** begin DOCUMENT EXTRACT **

We need to compute, for each customer (i), a decision (x_i \in {0,1}) such that:
- (x_i = 1): we target customer (i) (send offer, call, etc.)
- (x_i = 0): we do not target customer (i)
The business goal becomes:
Choose (x_i) to maximize total expected return subject to a budget constraint.
This requires:
- an estimate of future value if the customer stays active (CLV)
- an estimate of risk of losing that value (churn probability)
- an estimate of benefit gained by intervention (retention effectiveness)

** end DOCUMENT EXTRACT **
** begin INFORMATION PROVIDED **

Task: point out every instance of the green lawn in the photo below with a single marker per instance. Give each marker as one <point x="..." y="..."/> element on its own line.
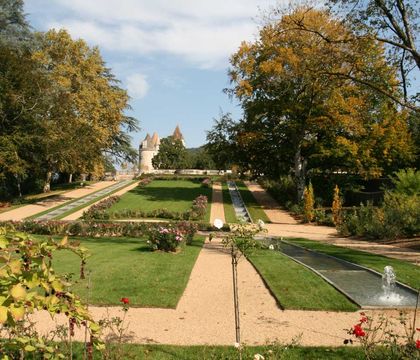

** end INFORMATION PROVIDED **

◆ WHAT YOU ARE ASKED TO DO: Please reproduce the customer targeting text above word for word, beginning at the words "- (x_i = 0): we" and stopping after the words "stays active (CLV)".

◆ RESULT BELOW:
- (x_i = 0): we do not target customer (i)
The business goal becomes:
Choose (x_i) to maximize total expected return subject to a budget constraint.
This requires:
- an estimate of future value if the customer stays active (CLV)